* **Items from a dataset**
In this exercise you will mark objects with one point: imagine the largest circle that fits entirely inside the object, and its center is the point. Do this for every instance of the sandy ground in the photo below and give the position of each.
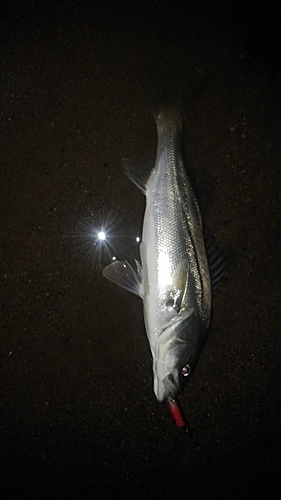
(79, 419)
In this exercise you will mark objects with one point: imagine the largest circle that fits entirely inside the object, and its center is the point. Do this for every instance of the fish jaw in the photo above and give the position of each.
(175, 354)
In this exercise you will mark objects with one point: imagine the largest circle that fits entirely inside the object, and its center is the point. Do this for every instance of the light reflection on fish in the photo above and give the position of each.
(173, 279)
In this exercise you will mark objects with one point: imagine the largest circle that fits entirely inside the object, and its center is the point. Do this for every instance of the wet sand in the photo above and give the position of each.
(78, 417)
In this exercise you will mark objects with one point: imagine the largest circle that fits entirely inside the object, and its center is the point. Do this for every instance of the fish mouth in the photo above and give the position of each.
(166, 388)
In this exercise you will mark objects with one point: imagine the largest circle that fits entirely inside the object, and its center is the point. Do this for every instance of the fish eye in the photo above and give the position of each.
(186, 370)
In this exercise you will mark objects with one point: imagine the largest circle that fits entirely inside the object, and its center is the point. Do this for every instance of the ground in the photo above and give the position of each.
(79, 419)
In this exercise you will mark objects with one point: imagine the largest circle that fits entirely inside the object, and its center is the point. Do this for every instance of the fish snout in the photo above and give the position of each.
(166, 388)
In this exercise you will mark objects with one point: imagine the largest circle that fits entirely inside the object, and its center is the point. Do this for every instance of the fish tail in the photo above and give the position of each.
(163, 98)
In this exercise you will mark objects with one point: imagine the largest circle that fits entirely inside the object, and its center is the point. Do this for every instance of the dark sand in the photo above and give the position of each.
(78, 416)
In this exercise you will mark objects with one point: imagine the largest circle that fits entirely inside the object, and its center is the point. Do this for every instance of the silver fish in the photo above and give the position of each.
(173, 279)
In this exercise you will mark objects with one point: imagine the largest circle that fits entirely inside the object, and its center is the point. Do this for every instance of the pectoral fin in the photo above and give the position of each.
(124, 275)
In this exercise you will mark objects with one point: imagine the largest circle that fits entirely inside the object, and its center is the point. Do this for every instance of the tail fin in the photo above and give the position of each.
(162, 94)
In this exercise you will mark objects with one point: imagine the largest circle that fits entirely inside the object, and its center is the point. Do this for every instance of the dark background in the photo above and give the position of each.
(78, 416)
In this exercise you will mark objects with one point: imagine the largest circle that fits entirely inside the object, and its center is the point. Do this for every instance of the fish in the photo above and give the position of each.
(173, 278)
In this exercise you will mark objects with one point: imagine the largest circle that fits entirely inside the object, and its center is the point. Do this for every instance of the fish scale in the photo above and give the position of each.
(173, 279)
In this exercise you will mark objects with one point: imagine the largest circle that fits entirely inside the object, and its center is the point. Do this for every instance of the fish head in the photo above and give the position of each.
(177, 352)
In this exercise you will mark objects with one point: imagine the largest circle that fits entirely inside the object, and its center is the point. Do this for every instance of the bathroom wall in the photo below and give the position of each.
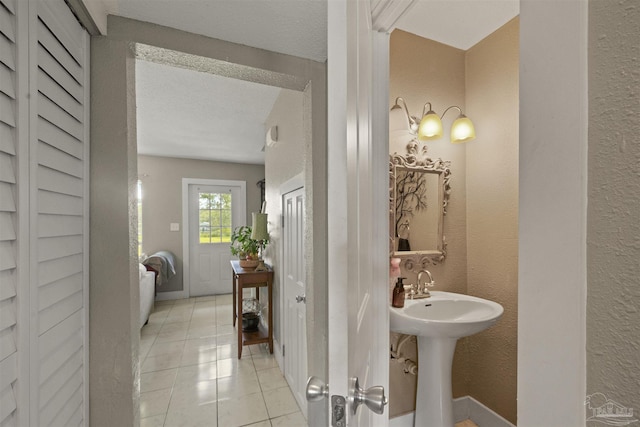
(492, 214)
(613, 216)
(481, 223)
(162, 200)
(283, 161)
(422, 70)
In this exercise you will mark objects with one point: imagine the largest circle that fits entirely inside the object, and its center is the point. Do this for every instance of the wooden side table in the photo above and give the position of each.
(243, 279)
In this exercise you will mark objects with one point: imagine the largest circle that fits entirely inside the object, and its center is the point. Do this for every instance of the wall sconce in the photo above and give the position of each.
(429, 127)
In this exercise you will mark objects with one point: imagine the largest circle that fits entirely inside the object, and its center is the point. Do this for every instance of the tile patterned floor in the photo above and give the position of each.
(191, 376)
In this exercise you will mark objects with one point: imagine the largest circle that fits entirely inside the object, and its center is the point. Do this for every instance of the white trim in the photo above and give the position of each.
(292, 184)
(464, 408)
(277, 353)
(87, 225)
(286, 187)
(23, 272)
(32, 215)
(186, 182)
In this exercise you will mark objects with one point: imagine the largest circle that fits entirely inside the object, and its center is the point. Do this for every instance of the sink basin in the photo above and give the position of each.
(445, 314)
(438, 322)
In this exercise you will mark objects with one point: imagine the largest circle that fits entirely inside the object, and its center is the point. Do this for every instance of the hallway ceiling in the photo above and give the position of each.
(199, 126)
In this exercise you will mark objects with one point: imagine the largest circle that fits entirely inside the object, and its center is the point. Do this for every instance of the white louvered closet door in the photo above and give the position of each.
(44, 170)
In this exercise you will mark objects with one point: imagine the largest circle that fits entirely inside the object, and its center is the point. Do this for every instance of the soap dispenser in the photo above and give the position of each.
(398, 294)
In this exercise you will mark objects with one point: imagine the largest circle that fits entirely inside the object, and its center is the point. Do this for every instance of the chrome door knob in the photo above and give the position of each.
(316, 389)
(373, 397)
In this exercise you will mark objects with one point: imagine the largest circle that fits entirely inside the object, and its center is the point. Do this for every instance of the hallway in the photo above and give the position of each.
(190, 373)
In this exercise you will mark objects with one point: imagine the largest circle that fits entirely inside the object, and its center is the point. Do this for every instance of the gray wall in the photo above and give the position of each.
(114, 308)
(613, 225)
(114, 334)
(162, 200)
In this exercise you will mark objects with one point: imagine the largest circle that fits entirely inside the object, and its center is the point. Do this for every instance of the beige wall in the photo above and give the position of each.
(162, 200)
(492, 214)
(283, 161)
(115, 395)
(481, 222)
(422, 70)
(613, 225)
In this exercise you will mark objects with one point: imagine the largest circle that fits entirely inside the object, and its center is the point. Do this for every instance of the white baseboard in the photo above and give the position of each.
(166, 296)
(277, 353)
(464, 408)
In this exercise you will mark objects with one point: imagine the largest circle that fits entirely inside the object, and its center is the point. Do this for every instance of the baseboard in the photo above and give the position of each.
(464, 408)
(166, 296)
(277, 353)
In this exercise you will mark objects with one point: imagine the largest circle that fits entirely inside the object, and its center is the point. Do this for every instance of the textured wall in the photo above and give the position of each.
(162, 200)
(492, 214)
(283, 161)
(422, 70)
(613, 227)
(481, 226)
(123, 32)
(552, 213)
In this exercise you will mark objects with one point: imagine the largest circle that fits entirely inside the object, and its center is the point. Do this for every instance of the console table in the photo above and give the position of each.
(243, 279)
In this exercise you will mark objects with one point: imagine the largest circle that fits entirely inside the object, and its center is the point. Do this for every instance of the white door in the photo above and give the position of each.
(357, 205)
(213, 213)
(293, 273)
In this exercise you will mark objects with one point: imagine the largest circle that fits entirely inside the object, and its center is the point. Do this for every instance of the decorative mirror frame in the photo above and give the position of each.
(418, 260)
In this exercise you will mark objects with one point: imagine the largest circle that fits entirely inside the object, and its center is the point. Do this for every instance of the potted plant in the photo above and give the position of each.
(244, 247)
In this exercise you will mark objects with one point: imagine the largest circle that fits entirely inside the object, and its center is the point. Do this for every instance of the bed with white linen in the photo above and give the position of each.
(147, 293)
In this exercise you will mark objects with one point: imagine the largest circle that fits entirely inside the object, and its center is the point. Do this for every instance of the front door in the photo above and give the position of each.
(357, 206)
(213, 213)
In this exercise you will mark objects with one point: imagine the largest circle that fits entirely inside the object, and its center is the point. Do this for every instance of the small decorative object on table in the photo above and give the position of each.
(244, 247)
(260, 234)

* **Instructions to follow**
Your copy should match the records word for word, with the pictures removed.

* **The completed task**
In this exercise you will mark objects with one point: imagine the largest circle that fits entirely inside the object, and its center is the point. Do this for every instance of the sandy ground in the photo below and give the position of each.
(79, 419)
In this exercise you will mark objects with one point: imagine the largest circle that fits entirely inside the object, and its center is the point. Do this for every instance of the fish jaw in the photo above and give the position of each.
(175, 354)
In this exercise you will mark objects with one point: imagine the largest circle that fits entirely inside the object, and its center is the point. Do this for every instance of the light reflection on fish in the photo above and give the position of each.
(173, 279)
In this exercise you will mark objects with one point: imagine the largest circle that fits entirely inside the object, and its center is the point. Do this for every instance of the wet sand in the photo above and give the position of each.
(78, 417)
In this exercise you will mark objects with one point: imagine the largest circle that fits entirely inside the object, and its center is the point. Do this for every instance of the fish mouth in the photo above and give the position of each.
(166, 388)
In this exercise you will mark objects with one point: imagine the largest circle that fits entirely inside the object, and its center is the point. Do this for every instance of the fish eye in the photo above and give the position of each.
(186, 370)
In this exercise you will mark objects with one point: imagine the largest circle that fits entirely inside the object, and its center is the point. Do this for every instance of the ground in the photo above and give the position of each.
(79, 419)
In this exercise you will mark objects with one point: imagine the largest circle that fits entirely inside the object, and its center is the point. Do this for every instance of the fish snout in the photo above and give the position of each.
(166, 388)
In this exercise you will mark objects with one point: imagine the largest circle that fits entirely inside the object, and its center is the point. Do this for every instance of the fish tail in the photo above and give the position of each.
(163, 98)
In this exercise you will mark objects with one point: imagine the largest circle that fits entirely inside the object, and its center is the point. Do this for every instance of the dark sand in the photo above and give the position of each.
(78, 416)
In this exercise you will mark objects with one point: imagine the largest circle that fits entirely inside the object, and its center is the point. Do this for every instance of the silver fish in the photo above and give the position of each.
(173, 279)
In this exercise you will mark objects with one point: imagine the largest circle that fits entirely inside the object, and its center is the point. Do this for every instance of the pectoral fin in the photo above and give the position of each.
(124, 275)
In this exercise you will mark objects with one point: imagine the largest circle that fits entirely inside the object, and its center is the point. Do this for every instance of the tail fin in the photo above and give the position of each.
(162, 94)
In this exercise you will mark objects with one point: imagine the largest circle that fits entirely inside the object, and its center is the point. Do this for every instance of the dark background in the photo above and give the position of each.
(78, 416)
In this exercise you will mark objects with one point: imagine the largest circle that fits entirely inside the object, and its center is the point. Do this for every instance of the fish in the photo above and give the position of each.
(173, 278)
In this exercise you will mark objects with one point: imagine the largest circle that fits entirely inside the object, and its center is the point. Do this for every instance of the fish scale in the photo above and give the position of each.
(173, 279)
In this exercise you will mark objects with one point: imagine the largest circle that fits entirely inside the object, and its center is the point. Do this for every instance of the fish head in the photo above and give the position of each.
(177, 352)
In this exercise you will mark objects with one point: imagine the largest circle that fits entirely inside the object, and its center is the point. Do this for every instance of the bathroom wall in the photo below and give the position of each.
(492, 214)
(613, 216)
(481, 223)
(162, 200)
(283, 161)
(422, 70)
In this exercise you will mark objects with one point: imagine the largest circle that fits entirely inside the object, and its center is the point. Do this for every instance of the wooden side table in the photo above and give the position of each.
(243, 279)
In this exercise you will mark objects with one point: imagine the largest circle that fits entirely inside the object, and its center is the point. Do this for every instance of the wall sconce in the photo above and give the position of each.
(429, 127)
In this exercise you will mark objects with one point: imagine the largest circle that fits entirely inside the object, and its center is the point. Do this for every instance of the tile patterned floor in the photo above and give the position of each.
(191, 376)
In this exercise you will mark objects with one point: imagine the largest circle that fits entirely inside the object, and its center is the point. Do this for every instance of the white trim in the photo above and give the position of each.
(292, 184)
(464, 408)
(277, 353)
(87, 225)
(286, 187)
(23, 272)
(32, 215)
(186, 182)
In this exercise you will mark objects with one point: imagine the largest circle that fits entirely inside the object, and its center is the point. Do this for every instance of the sink basin in the photo above and give the position of each.
(445, 314)
(438, 322)
In this exercise you will mark objects with one point: imagine the largest circle that fits entirely inside the object, and its center is the point. Do this for every instance of the hallway ceiling in the photo above and give the position of each.
(199, 126)
In this exercise you will mark objects with one point: imagine the largest circle that fits entirely inside the object, and its center is the point. Do this for every instance of the white louvered closet door in the photo above and give the position of each.
(44, 170)
In this exercise you will mark objects with one point: imagine the largest circle that fits entirely inside the object, and its center is the point. Do this for every instance of the soap dispenser in the photo above and give the position of each.
(398, 294)
In this exercise you will mark objects with one point: imagine the largest circle that fits entirely inside the object, and its center is the point. Do this for every instance of the chrome door knob in the photo above and give the position of each.
(316, 389)
(373, 397)
In this exercise you will mark objects with one point: imagine the largest circle that fits entirely inside the object, and its center is the point. Do this for every instance of the hallway in the photo above and give the position of each.
(190, 373)
In this exercise you will mark objects with one point: imagine the largest circle that fits entirely inside the object, and its center is the point. Do this for every instance of the gray wall in the photo above and give the position of each.
(114, 308)
(613, 225)
(114, 334)
(162, 200)
In this exercise you will mark objects with one point: imagine the largest circle that fits entirely inside the object, and its center is the point. Do this for every instance of the beige wall in the photo above and give the position of each.
(162, 200)
(492, 214)
(283, 161)
(115, 395)
(481, 222)
(422, 70)
(613, 225)
In this exercise you will mark objects with one point: imagine the largest circle that fits entirely inside the object, and its center is the point. Do this for every instance of the white baseboard in the photo above and give the position of each.
(166, 296)
(277, 353)
(464, 408)
In this exercise you will mark objects with one point: imagine the largest circle that fits entirely inside the object, and its center is the point. Do this for every instance of the baseboard in the photo above and give the position of each.
(464, 408)
(166, 296)
(277, 353)
In this exercise you will mark objects with one point: imagine the largest circle that fits entirely inside the object, and its center is the point. Do this for every instance of the textured wall in the photo above and give the position of each.
(162, 200)
(492, 214)
(283, 161)
(422, 70)
(613, 227)
(481, 226)
(123, 32)
(552, 213)
In this exercise you will mark objects with one point: imagine the largest circle that fits entirely inside the object, and its center is the point. Do this for every instance of the console table in the photo above and give the position of each.
(243, 279)
In this exercise you will mark objects with one point: imagine the largest circle that fits entirely inside the object, and its center is the point. Do this for every instance of the white door in the photo above and give the position of each.
(357, 205)
(213, 213)
(293, 273)
In this exercise you will mark objects with one point: imagine the largest circle that fits entirely inside the object, and its center is the point. Do this for every instance of the decorative mirror frame in the photo above and give the position of each.
(418, 260)
In this exercise you will mark objects with one point: imagine the largest circle that fits entirely inside the object, and its center is the point. Do this for every instance of the potted plant in the photo above and give the position of each.
(244, 247)
In this exercise you will mark objects with one point: imagine the largest circle that fits entirely inside the object, and its center is the point. Do this for every instance of the bed with white linen in the photo above and give the position of each.
(147, 293)
In this exercise you will mark objects with one point: imagine the largest circle that fits entirely inside the object, and its center is the point. Do this for every instance of the front door in the photo above and give the position of each.
(357, 206)
(213, 213)
In this exercise you will mark objects with one point: imagine the largest circle that fits entirely inside the object, and its center is the point. Do this for every instance of the small decorative object on table in the photo above and give the position of each.
(244, 247)
(260, 234)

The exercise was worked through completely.